Tasks and exercises =
- a) In the passage on blogging, what do some bloggers imagine themselves to be?
- b) Sum up the passage on blogging in two sentences.
- c) Carry on the passage on blogging from its last sentence.

··· Source excerpt ···

Have you ever thought to yourself, 'gee, I wonder what it would be like if (insert name here) had a blog?' Or, maybe you're one of those established residents of the blogosphere that keeps an eye out for new, especially interesting arrivals ... someone who brings a unique perspective, or a wealth of knowledge and experience to their posts.
Be careful what you ask for ...
One can't help but be attracted to the unblinking honesty that crops up from time to time in someone's weblog. True, some bloggers imagine themselves to be a notch above the rest, as close to perfection - in every way - that a person can get. But then there are those that concede their shortcomings, their anxieties, their disappointments, their hopes unrealized, their goals unaccomplished.
Some posts you come across are very, very angry .... some are very, very funny ... and some are very, very sad. Then there are those that, when read in the light of current events, are very, very frightening.
Blogging the Fifth Nail, for example ...

··· Information supplied ···

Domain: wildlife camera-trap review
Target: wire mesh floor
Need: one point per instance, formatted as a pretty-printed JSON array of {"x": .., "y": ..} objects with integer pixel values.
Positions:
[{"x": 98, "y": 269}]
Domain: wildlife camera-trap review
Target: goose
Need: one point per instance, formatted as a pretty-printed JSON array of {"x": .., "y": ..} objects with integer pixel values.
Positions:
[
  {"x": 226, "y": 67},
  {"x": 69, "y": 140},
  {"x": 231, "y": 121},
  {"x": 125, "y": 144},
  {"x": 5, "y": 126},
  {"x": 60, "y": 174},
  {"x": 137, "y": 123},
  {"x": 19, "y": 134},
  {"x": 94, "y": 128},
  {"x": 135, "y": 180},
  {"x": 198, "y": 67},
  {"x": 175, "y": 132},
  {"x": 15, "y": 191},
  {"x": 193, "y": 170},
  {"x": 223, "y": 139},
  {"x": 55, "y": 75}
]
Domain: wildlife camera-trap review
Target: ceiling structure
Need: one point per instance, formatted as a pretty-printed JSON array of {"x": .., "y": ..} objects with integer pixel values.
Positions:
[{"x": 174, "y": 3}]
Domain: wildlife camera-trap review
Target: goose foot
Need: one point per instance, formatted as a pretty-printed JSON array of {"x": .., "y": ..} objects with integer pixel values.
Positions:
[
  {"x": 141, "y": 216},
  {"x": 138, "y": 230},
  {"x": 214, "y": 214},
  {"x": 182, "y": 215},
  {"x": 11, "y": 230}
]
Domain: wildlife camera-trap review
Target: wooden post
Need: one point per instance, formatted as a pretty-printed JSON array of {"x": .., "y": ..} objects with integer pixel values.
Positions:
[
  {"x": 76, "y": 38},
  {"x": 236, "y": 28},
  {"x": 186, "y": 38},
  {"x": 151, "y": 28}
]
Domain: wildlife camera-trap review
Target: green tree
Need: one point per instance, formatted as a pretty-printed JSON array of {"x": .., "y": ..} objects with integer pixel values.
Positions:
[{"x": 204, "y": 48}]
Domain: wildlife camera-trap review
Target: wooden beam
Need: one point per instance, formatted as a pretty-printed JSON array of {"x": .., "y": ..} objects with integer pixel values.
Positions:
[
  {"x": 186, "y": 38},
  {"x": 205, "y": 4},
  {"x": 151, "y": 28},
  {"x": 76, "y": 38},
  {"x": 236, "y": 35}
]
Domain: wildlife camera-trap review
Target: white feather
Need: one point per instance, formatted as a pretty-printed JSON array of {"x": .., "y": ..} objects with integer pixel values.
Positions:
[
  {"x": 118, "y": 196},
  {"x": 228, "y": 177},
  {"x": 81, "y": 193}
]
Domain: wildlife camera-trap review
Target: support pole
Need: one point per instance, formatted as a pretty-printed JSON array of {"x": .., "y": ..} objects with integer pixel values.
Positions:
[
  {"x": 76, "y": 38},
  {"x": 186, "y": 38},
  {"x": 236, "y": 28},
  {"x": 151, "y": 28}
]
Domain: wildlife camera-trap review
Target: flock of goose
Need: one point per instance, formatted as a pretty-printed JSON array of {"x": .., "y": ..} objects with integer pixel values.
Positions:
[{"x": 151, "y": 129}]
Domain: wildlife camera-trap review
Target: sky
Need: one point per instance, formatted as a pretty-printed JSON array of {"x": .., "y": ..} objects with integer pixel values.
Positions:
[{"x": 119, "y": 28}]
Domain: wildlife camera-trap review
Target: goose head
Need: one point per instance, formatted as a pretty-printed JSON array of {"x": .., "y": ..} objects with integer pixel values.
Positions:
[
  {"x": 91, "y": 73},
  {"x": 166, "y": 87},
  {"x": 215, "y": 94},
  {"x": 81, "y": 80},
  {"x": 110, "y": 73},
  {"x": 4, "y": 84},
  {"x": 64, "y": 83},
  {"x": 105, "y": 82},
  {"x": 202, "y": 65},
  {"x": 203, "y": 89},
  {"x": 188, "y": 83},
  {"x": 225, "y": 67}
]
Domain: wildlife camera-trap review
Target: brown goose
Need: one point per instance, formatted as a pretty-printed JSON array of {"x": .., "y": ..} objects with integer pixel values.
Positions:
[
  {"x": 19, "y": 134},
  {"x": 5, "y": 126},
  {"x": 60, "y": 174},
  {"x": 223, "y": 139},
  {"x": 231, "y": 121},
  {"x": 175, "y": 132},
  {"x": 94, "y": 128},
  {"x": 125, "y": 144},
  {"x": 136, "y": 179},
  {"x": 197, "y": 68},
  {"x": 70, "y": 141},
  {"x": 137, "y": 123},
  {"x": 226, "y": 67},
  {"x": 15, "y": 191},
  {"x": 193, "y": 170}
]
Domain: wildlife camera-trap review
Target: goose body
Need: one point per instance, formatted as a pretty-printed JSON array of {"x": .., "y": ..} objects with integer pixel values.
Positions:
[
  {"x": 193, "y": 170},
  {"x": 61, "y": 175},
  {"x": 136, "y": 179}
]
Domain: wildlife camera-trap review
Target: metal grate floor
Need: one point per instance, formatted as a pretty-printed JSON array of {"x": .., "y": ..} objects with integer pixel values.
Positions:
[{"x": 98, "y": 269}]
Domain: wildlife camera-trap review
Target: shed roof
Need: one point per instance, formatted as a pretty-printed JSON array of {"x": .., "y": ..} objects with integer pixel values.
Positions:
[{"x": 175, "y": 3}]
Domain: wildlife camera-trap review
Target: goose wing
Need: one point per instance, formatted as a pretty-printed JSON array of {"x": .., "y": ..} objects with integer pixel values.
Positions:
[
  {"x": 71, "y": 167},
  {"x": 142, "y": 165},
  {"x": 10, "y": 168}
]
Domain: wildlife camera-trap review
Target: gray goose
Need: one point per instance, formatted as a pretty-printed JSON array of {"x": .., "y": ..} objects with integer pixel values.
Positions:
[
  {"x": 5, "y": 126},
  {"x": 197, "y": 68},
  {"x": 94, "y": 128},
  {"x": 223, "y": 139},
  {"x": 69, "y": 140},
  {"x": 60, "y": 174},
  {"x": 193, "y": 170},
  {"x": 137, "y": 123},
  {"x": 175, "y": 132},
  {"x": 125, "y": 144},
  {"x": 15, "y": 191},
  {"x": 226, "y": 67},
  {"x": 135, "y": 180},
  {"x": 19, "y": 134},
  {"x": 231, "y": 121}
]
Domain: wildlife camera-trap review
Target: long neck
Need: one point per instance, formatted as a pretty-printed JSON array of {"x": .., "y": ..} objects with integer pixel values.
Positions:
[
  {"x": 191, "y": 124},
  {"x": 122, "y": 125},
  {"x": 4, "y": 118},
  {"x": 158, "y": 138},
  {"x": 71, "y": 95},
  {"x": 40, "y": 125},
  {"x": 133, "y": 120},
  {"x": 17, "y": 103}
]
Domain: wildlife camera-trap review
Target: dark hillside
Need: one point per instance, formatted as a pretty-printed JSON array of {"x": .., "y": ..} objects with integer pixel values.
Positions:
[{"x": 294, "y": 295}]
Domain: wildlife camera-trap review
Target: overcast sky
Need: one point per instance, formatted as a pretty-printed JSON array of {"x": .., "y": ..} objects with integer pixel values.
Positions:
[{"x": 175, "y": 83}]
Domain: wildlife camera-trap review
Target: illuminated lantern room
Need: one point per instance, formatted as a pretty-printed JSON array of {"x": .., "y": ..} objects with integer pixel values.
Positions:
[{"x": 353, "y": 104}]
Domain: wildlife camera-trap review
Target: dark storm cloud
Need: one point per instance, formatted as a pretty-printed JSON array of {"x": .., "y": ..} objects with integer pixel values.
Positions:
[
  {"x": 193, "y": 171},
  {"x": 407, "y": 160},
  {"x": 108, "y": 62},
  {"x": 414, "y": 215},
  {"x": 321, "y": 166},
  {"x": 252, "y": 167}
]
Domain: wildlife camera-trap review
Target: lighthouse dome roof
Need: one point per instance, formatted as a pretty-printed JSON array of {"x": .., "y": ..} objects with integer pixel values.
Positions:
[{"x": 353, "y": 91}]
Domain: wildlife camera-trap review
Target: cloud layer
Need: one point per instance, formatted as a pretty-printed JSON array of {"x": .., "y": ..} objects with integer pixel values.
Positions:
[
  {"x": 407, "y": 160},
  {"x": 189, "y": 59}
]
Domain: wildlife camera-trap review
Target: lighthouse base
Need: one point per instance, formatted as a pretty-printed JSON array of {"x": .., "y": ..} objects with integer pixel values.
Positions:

···

Exercise results =
- a) A notch above the rest, as close to perfection, in every way, as a person can get.

- b) The passage on blogging warns readers who wonder what a new blogger might write to be careful what they ask for, and it points to the unblinking honesty that sometimes shows up in weblogs. While some bloggers think they are close to perfect, others admit their shortcomings and disappointments, and posts can be angry, funny, sad, or even frightening when read in the light of current events.

- c)
"... My blog entries lately are erratic and full of a lot of B.S., for that I apologize. I am just trying to put down what is in my head, regardless. As far as 'taking people with me' well, I don't know if that is right or wrong. In fact, I don't know much any more what right and wrong even is. My view is either everything is right (in some regard) or everything is wrong (in some other regard). The question (one I am struggling with at this point) is, 'Does it matter?' ..."
Dated Friday, May 13, 2005, this was the last entry posted to "Fifth Nail." Two days later, Dylan and Shasta Groene were taken from their Idaho home and their family members killed. Police now believe that their suspect in the murder/abduction, and the author of "Fifth Nail," are one and the same ... convicted sex offender Joseph Edward Duncan III.
The Associated Press reports, "police concluded that Duncan was the author of the journal based on interviews of people who knew him and on the Internet Protocol address - an identifying number specific to a computer - that was used to establish the blog." (Read the Complete Story)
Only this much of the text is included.